** START DATA FOR THE TASK **

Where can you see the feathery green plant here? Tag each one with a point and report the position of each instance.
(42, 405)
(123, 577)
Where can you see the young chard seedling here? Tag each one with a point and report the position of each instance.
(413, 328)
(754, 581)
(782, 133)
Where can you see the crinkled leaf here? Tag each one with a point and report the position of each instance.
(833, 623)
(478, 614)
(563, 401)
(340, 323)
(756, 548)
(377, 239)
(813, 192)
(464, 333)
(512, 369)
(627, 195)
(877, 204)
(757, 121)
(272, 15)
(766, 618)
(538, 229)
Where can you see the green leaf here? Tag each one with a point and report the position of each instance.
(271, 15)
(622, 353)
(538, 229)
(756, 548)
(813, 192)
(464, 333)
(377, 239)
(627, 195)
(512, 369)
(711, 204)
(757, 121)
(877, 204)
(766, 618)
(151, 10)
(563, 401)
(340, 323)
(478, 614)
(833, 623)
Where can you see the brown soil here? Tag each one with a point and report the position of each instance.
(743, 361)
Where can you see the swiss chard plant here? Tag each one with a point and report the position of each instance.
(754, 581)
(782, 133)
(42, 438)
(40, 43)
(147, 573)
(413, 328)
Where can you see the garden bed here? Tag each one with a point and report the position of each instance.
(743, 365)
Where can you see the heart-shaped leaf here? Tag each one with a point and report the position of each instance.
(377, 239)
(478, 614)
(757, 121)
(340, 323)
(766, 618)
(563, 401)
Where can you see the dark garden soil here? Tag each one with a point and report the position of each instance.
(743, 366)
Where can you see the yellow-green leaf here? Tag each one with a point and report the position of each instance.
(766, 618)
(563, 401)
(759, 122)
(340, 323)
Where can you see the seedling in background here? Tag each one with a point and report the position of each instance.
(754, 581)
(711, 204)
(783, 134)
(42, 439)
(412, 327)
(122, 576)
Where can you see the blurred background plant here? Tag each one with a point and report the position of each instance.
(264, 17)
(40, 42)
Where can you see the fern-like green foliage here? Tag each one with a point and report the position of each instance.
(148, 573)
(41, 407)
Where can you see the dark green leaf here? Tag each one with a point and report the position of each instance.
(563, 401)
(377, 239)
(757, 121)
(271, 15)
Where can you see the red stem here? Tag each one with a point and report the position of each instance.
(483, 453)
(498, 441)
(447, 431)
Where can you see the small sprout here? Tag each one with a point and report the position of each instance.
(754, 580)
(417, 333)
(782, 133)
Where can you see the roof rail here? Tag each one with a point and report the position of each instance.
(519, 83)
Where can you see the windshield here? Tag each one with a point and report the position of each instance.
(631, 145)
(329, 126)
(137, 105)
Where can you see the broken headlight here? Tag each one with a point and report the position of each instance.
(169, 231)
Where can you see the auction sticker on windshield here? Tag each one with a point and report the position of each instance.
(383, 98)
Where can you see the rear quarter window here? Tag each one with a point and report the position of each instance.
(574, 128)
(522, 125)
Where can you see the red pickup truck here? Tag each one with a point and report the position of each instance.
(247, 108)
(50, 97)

** END DATA FOR THE TASK **

● **DO THIS**: Rewrite the lines from the one with "Where can you see the fern-like" through the last line, keeping the requests, and shift every coordinate in the answers by -13.

● **TASK OUTPUT**:
Where can you see the fern-like green foliage here? Tag each one with a point and report the position of each instance.
(135, 560)
(28, 394)
Where can you see the dark green leaf here? Tag each one with a point and report the position of each instance.
(550, 388)
(364, 226)
(744, 108)
(258, 2)
Where can you see the red stem here? Tag each one with a point and report the position of each instance.
(470, 440)
(485, 428)
(434, 418)
Where can you see the small sprout here? Tag each one with a point and report the position of each instance.
(741, 567)
(404, 320)
(769, 120)
Where can you see the roof rail here? Tag each one with a point and report the position of each instance.
(506, 70)
Where can you see the windshield here? Tag each one with a point and report the position of each instance.
(618, 132)
(316, 113)
(124, 92)
Where can you see the broken headlight here? Tag each one with a point and report the position of each instance.
(156, 218)
Where can you see the auction sticker on windshield here? Tag each one with a point and report the position of each instance.
(370, 85)
Where can you see the rear quarter window here? Tag each one with a point and report the position of each instance.
(561, 115)
(509, 112)
Where can you see the red pickup truck here? Tag each one with a point and report the position of each instance.
(234, 95)
(37, 84)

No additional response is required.